INFORMATION SHOWN:
━━━━━━

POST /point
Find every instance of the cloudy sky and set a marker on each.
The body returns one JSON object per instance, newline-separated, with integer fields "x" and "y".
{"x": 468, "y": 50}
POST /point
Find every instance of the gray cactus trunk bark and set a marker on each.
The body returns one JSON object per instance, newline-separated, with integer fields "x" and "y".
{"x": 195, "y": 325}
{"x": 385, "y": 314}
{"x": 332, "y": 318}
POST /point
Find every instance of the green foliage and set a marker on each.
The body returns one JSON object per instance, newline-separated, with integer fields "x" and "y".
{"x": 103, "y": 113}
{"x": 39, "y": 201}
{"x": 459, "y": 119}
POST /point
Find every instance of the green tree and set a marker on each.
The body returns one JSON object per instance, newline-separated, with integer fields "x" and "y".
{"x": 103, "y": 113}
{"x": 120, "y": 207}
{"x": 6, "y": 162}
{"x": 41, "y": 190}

━━━━━━

WHAT THE TASK ASKS:
Would you please show every line of the material above that includes the string "green"?

EXERCISE RESULT:
Find every instance of the green foliage and set a marker on each.
Find every instance of the green tree and set a marker on each.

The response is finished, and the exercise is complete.